### [Textauszug]
----------
Aus diesen Erfahrungen wird unschwer klar, dass Männer und Frauen – im Durchschnitt betrachtet – einen klar unterschiedlichen Umgang mit ihren Gefühlen zeigen. Keiner hat in einem tieferen Sinne recht. Jeder muss seinen eigenen Weg finden, jeder an seinem Problem arbeiten. Und in Partnerschaften muss ein Weg miteinander gefunden werden. Am besten ist es, wenn die Geschlechter dabei mit Respekt und Achtung voneinander lernen. Aber oft ist es nicht so und die einen wollen die anderen nach ihrem Muster verändern. Dabei haben sie meist unbewusst genau das im Partner ausgewählt, was sie selbst nicht vermögen: Emotionen übermäßig kontrollieren bzw. Emotionen unkontrolliert rauslassen.

Männer und Emotionen: Männer sollen selbst ihre Ziele stecken

Aber es sollte festgehalten werden, dass es nicht adäquat ist, von den Männern einseitig mehr Gefühlsäußerungen zu fordern, weil dies den Frauen so richtig erscheint. So einfach ist es eben nicht im Umgang mit Emotionen. Aber wie sollen Männer mit ihren Gefühlen umgehen? Welche Ziele könnten sie sich selbst stecken, um ihre psychische Gesundheit zu fördern? Darum geht es im Folgenden. Die relevante Zielsetzung kann nicht einseitig sein, dass Männer mehr Gefühle zeigen. Dies kann im Falle von Wut und Trauer zu ungünstigen, selbst- oder fremdschädigenden Ergebnissen führen. Vielmehr muss es um die bewusste und adäquate Steuerung des Gefühlsausdrucks gehen, die eine bessere Bedürfnisbefriedigung bringt und das soziale Miteinander positiv fördert.

Im Übrigen ist die emotionale Defizithypothese gegenüber Männern eine Position, die heutzutage oft unhinterfragt nicht nur von Frauen im praktischen Leben, sondern auch in den Sozialwissenschaften vertreten wird. Dabei spielt sicher die Tatsache eine Rolle, dass die Sozial- und Erziehungswissenschaften zu mehr als drei Vierteln von Frauen dominiert werden. Oft fällt es dann schwer, die Position von Männern zu verstehen, ihr Innenleben nachzuvollziehen oder ist wird einfach nicht gewollt. Dabei sind die Zusammenhänge des Gefühlserlebens- und der Gefühlsverarbeitung bei Männern viel komplexer, als die populistischen Annahmen das nahelegen. Deshalb geht es mir im Folgenden ganz bewusst um eine Position von Männern für Männer.
----------
### [Material]
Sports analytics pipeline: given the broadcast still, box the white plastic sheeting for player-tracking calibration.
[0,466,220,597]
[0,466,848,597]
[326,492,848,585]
----------
### [Aufgabe 1]
Schreib aus dem Auszug über Männer und Gefühle den Teil von "Männer und Emotionen: Männer" bis einschließlich "Miteinander positiv fördert." wortgetreu ab.
### [Aufgabe 2]
Zu welchem Anteil werden die Sozial- und Erziehungswissenschaften laut dem Auszug über Männer und Gefühle von Frauen dominiert?
### [Aufgabe 3]
Nenne alle zusammengesetzten Wörter aus dem Auszug über Männer und Gefühle, die mit „Gefühls-“ beginnen, jeweils in der Grundform.

### [Komplette Antwort 1]
Männer und Emotionen: Männer sollen selbst ihre Ziele stecken

Aber es sollte festgehalten werden, dass es nicht adäquat ist, von den Männern einseitig mehr Gefühlsäußerungen zu fordern, weil dies den Frauen so richtig erscheint. So einfach ist es eben nicht im Umgang mit Emotionen. Aber wie sollen Männer mit ihren Gefühlen umgehen? Welche Ziele könnten sie sich selbst stecken, um ihre psychische Gesundheit zu fördern? Darum geht es im Folgenden. Die relevante Zielsetzung kann nicht einseitig sein, dass Männer mehr Gefühle zeigen. Dies kann im Falle von Wut und Trauer zu ungünstigen, selbst- oder fremdschädigenden Ergebnissen führen. Vielmehr muss es um die bewusste und adäquate Steuerung des Gefühlsausdrucks gehen, die eine bessere Bedürfnisbefriedigung bringt und das soziale Miteinander positiv fördert.

### [Komplette Antwort 2]
Zu mehr als drei Vierteln.

### [Komplette Antwort 3]
Gefühlsäußerung, Gefühlsausdruck, Gefühlserleben, Gefühlsverarbeitung